»»

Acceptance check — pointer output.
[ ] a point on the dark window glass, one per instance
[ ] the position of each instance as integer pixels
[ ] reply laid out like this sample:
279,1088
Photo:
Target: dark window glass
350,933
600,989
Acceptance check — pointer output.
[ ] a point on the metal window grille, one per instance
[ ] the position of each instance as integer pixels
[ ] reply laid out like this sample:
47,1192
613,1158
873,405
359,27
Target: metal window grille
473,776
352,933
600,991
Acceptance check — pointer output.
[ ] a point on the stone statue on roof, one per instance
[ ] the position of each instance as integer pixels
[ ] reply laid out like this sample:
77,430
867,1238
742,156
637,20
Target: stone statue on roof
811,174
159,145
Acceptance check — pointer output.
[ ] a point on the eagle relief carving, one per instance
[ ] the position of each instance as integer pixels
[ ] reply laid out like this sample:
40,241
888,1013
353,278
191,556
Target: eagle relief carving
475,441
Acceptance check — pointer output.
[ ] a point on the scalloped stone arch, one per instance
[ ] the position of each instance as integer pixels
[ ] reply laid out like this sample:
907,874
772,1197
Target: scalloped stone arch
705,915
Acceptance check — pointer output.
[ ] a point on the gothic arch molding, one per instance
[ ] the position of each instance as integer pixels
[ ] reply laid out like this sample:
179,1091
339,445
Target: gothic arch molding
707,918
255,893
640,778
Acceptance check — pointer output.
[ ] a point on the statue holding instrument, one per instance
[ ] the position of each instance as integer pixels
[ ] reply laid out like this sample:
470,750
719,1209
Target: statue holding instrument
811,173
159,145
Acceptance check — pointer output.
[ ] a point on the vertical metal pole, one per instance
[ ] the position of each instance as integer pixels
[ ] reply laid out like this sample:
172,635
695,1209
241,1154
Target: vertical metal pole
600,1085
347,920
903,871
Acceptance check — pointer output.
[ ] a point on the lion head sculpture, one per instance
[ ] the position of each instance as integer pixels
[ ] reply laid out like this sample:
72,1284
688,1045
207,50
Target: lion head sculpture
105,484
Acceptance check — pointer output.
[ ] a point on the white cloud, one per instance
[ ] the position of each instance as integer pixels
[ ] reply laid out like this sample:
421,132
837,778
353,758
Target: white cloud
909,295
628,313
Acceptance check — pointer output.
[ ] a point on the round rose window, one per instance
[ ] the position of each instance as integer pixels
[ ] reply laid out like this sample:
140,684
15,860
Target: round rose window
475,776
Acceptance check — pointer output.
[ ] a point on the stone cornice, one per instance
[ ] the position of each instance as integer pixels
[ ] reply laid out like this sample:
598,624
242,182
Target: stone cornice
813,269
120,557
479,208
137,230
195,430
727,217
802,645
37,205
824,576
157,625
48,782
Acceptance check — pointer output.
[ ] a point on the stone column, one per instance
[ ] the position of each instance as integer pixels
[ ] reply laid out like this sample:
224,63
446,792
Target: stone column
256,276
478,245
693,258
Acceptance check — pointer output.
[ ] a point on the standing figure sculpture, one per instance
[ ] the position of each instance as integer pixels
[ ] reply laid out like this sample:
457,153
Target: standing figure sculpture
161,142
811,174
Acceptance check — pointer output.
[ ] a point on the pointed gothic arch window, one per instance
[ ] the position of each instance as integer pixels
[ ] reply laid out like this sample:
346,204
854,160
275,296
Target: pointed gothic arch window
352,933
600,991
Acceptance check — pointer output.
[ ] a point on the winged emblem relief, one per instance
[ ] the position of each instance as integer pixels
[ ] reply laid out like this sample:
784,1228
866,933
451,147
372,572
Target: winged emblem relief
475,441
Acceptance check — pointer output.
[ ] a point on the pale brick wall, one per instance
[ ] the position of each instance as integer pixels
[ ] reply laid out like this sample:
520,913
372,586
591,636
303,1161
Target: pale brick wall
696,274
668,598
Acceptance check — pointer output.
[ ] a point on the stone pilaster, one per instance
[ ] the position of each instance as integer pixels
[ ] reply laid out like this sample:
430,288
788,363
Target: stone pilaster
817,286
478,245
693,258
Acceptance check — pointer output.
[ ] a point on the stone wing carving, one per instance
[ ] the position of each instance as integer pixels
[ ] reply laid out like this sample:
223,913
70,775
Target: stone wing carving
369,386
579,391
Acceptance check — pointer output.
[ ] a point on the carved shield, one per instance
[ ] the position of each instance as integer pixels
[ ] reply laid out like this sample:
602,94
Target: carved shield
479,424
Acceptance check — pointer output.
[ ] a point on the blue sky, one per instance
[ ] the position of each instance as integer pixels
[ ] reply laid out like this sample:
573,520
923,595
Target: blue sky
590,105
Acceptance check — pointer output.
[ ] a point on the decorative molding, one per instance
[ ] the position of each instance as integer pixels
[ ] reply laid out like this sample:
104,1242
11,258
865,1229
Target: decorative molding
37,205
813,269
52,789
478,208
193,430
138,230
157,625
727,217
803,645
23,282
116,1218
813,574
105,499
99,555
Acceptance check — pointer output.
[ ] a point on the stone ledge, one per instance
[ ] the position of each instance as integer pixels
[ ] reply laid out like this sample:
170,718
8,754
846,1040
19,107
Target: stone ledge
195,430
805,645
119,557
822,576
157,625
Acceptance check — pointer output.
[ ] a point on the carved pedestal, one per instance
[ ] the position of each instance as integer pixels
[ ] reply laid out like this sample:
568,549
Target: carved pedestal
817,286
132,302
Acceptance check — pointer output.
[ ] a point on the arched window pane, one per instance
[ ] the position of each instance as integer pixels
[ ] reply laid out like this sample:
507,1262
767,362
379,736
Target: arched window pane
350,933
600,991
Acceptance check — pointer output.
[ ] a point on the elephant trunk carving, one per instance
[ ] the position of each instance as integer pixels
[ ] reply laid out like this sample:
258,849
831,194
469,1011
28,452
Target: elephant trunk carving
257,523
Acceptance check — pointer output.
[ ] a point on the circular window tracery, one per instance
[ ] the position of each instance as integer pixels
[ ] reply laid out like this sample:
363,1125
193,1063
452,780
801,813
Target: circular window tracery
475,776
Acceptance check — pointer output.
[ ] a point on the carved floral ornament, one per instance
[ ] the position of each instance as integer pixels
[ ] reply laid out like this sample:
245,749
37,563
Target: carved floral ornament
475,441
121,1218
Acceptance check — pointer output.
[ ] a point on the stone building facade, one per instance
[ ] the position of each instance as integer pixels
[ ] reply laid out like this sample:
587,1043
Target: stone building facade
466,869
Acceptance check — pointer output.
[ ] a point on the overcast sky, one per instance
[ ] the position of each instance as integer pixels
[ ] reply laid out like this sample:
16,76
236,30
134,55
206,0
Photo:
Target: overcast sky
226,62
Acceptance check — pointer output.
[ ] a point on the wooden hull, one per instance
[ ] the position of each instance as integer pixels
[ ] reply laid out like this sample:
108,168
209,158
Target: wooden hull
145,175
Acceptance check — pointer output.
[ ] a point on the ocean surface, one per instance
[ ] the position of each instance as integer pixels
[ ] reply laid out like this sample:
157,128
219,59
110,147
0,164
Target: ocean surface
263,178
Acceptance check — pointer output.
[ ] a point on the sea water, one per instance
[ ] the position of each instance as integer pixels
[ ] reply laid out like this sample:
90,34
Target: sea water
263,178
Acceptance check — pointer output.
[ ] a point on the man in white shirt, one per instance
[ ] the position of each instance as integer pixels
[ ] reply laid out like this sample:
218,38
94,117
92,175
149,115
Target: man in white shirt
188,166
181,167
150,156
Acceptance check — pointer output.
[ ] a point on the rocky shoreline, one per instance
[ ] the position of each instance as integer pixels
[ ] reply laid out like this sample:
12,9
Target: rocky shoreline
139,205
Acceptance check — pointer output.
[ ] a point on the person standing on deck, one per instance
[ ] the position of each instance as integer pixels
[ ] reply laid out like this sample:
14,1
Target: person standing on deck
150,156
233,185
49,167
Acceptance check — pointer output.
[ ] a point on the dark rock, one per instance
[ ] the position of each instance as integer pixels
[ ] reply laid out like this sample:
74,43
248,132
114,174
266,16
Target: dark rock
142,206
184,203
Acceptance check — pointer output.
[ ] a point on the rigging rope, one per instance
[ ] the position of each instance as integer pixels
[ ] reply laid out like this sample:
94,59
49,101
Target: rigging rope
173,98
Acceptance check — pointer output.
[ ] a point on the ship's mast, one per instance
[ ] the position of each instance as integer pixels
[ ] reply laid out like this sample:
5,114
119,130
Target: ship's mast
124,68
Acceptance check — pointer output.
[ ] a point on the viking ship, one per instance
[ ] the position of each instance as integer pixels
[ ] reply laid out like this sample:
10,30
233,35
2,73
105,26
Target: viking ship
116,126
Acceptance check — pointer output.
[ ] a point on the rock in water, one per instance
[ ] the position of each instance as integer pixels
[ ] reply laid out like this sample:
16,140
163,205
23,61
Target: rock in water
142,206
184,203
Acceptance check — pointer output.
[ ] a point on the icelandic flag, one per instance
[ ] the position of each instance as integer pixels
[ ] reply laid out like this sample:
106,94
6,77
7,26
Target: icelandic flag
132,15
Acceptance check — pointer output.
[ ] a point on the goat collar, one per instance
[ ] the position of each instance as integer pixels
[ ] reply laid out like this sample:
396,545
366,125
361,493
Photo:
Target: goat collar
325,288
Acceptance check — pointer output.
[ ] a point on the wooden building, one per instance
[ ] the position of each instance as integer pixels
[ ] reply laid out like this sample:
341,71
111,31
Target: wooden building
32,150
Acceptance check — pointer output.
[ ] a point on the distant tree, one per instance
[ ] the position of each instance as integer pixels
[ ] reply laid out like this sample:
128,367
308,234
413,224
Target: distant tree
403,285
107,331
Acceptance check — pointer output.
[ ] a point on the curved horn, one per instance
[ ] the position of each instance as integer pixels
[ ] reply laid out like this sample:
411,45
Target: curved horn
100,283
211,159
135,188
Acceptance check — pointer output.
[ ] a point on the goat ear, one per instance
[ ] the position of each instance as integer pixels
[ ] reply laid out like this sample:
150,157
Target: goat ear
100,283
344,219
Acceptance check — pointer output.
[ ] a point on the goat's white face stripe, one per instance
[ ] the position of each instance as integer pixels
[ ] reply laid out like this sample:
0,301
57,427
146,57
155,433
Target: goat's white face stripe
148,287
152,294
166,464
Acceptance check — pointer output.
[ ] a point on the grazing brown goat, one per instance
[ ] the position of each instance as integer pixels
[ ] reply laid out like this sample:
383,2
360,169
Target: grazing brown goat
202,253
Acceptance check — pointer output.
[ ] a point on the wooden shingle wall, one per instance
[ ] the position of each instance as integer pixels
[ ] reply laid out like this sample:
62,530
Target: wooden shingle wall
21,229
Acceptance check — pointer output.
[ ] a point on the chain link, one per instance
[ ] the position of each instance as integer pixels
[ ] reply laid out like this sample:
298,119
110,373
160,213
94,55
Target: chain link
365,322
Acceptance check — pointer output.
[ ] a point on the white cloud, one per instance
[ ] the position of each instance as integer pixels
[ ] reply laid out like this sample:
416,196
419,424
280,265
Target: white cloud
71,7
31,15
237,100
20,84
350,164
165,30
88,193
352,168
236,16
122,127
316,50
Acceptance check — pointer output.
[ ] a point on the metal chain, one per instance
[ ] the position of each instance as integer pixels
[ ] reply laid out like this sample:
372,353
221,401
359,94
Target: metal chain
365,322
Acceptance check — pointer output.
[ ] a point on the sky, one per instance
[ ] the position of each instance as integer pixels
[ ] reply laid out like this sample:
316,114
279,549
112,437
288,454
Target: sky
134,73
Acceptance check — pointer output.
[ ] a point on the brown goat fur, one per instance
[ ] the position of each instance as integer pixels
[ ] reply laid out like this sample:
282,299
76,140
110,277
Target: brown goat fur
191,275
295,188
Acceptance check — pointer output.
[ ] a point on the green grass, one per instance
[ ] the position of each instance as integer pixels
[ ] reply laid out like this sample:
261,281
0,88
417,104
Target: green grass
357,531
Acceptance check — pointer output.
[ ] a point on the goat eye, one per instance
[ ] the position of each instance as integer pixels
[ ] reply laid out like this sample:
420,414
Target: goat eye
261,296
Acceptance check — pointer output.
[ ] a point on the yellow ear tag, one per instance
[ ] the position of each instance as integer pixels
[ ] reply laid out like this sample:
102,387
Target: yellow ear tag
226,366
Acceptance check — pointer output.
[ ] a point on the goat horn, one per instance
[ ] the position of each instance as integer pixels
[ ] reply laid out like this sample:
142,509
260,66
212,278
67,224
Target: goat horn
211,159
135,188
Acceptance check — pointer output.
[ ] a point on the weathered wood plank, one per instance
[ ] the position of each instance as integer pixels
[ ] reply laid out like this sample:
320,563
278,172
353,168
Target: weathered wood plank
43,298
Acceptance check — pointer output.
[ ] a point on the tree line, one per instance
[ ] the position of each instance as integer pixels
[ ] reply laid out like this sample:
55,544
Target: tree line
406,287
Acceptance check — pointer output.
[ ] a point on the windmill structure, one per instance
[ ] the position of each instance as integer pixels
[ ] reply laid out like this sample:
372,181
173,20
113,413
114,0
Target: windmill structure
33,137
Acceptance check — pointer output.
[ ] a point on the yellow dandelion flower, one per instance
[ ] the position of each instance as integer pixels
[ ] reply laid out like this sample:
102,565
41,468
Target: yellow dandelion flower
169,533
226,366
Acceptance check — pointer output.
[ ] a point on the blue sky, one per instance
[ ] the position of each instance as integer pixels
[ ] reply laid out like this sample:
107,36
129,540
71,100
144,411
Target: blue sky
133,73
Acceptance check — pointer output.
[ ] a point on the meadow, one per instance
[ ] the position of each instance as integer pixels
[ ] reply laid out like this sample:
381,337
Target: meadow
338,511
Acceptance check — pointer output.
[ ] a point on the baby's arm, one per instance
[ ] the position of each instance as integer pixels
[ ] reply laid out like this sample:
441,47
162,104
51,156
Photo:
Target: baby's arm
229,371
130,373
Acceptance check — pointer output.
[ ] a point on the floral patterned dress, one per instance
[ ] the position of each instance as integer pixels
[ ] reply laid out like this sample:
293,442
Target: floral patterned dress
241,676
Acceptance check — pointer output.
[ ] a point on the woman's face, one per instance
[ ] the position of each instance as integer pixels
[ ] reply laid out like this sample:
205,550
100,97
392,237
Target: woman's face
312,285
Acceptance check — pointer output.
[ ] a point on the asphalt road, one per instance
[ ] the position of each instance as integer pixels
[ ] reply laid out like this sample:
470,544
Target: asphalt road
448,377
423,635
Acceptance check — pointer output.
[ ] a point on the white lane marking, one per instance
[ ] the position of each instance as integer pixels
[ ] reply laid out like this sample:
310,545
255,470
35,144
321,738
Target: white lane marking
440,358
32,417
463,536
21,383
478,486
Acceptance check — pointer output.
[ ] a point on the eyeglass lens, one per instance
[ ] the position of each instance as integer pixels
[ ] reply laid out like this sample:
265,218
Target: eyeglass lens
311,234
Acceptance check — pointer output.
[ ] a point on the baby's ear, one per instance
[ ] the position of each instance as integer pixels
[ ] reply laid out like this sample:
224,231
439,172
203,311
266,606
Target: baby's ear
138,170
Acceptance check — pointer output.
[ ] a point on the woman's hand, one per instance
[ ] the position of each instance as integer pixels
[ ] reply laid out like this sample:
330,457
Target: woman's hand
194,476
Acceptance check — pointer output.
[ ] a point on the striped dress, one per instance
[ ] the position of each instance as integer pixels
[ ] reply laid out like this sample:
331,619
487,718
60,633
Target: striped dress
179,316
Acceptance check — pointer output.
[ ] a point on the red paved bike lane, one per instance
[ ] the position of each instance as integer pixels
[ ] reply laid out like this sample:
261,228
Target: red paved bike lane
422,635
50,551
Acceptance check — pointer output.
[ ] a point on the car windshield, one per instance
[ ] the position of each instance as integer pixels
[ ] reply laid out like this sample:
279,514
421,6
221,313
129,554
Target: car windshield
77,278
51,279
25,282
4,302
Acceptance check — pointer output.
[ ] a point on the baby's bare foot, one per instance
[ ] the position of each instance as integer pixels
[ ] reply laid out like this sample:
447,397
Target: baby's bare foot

««

What is required
Identify every line above with the string "foot" in it. Copy those lines.

Task answer
[ ] a point on the baby's bare foot, one per instance
Target: baby's bare foot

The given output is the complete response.